━━━ PROVIDED RECORDS

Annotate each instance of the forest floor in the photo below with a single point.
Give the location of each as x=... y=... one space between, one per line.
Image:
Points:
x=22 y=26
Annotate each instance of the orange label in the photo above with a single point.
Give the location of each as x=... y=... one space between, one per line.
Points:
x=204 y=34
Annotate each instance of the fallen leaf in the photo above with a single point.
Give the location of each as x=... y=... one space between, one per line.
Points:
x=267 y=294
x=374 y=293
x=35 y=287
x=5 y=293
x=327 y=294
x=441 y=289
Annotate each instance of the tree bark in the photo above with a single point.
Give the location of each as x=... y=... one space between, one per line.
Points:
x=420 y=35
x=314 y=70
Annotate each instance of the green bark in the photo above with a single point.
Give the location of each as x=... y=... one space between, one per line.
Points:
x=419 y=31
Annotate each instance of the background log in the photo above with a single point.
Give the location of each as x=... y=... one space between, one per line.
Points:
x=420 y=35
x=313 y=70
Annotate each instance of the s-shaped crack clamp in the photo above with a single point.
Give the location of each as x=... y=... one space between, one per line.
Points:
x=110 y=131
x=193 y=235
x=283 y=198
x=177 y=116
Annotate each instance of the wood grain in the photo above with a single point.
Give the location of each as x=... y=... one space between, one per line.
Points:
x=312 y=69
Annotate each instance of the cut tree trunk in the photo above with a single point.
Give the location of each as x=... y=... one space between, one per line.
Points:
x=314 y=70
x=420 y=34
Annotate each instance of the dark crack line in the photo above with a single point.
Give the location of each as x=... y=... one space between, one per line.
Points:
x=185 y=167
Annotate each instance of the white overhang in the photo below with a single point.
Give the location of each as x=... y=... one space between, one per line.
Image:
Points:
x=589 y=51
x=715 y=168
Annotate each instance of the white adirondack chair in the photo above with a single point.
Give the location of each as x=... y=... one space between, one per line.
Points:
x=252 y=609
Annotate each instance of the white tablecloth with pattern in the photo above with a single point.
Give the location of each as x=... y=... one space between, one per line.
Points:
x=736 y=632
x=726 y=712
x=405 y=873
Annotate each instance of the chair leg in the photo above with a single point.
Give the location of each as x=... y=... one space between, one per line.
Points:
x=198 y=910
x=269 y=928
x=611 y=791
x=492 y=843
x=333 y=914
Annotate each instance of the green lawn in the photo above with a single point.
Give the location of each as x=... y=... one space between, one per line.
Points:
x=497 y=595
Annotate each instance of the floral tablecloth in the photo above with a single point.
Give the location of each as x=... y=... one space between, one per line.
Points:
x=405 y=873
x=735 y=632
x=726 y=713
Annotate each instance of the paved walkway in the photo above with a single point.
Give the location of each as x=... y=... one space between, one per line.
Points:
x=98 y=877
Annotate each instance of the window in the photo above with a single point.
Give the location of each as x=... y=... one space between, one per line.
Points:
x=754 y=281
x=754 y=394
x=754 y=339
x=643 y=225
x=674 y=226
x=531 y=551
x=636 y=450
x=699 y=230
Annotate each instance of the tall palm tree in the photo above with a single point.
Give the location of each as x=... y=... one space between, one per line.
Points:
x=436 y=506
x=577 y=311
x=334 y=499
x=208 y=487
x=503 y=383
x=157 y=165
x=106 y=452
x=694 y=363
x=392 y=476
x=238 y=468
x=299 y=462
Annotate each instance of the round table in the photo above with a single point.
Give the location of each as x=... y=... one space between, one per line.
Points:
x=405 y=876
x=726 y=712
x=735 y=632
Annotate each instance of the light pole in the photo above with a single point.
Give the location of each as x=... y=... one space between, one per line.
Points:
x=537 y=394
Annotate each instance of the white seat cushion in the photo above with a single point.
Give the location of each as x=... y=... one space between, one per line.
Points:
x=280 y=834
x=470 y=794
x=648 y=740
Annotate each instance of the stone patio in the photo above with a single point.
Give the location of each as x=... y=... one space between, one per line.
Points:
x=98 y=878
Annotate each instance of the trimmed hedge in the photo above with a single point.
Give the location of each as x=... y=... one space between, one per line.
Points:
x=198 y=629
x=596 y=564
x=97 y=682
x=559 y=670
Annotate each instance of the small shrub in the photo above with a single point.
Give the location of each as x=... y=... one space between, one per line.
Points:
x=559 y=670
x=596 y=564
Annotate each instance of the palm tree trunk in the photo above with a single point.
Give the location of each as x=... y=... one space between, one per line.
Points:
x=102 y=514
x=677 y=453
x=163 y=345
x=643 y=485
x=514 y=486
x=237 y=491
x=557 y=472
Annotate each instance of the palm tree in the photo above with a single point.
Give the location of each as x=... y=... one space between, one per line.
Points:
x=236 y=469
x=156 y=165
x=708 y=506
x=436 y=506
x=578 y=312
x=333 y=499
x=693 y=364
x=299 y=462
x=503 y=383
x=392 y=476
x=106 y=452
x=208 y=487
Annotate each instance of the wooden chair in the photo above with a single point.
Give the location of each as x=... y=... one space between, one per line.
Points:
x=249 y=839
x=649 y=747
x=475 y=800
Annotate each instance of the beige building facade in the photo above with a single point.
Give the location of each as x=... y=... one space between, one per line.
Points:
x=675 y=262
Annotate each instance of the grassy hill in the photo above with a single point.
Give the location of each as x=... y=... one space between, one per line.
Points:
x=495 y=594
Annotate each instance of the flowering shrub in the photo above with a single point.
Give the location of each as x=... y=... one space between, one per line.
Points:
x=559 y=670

━━━━━━

# EXERCISE:
In the data above, how many lines hold the string "below"? Give the number by itself.

# RESULT FOR THIS EXERCISE:
2